* [Aim]: Which lines in the records below contain the word "eyeglasses"? Locate each one and copy it in full.

* [Given data]:
'''

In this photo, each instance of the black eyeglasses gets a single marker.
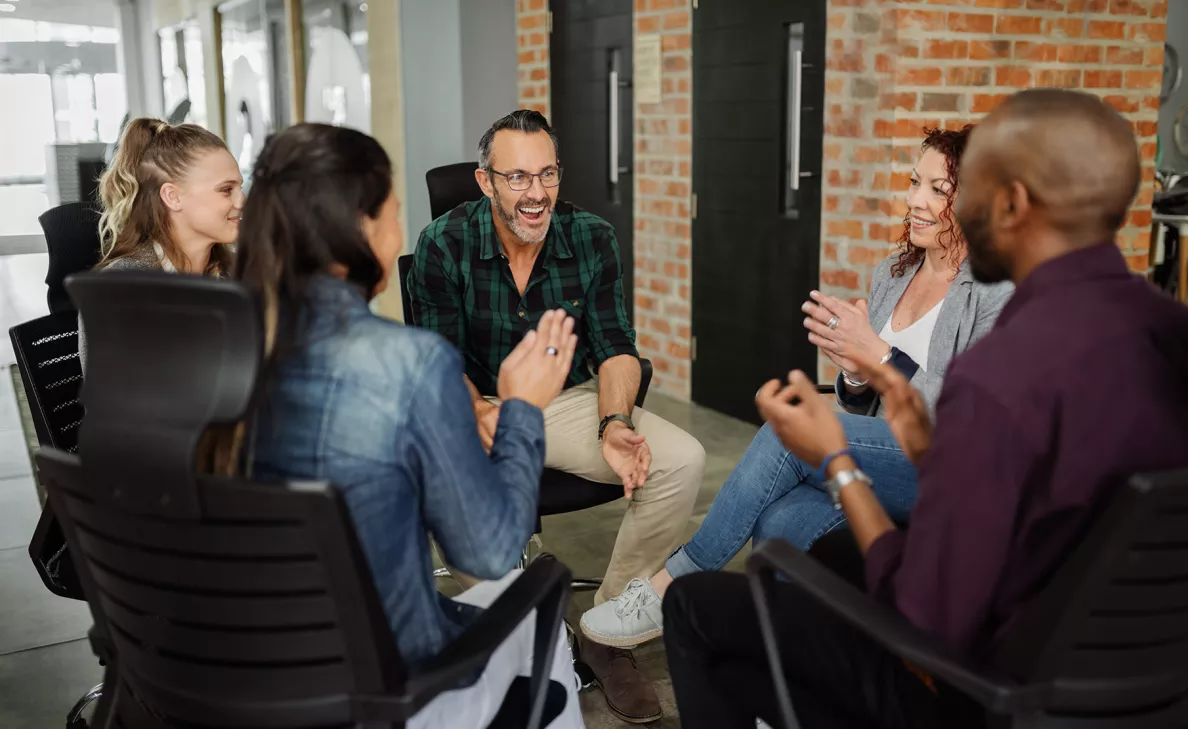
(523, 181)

'''
'''

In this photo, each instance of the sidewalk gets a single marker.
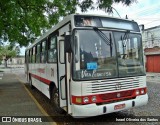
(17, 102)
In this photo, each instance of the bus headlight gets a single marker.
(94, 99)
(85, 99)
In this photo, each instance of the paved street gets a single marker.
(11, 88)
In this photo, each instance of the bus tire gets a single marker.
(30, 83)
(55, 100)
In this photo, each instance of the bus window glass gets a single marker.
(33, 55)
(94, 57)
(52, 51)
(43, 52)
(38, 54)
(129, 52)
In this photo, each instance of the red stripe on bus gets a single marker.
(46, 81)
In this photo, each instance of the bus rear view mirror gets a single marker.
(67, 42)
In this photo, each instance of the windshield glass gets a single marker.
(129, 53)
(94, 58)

'''

* [Right answer]:
In this photo, each instance of the black eyeglasses gets a single marker.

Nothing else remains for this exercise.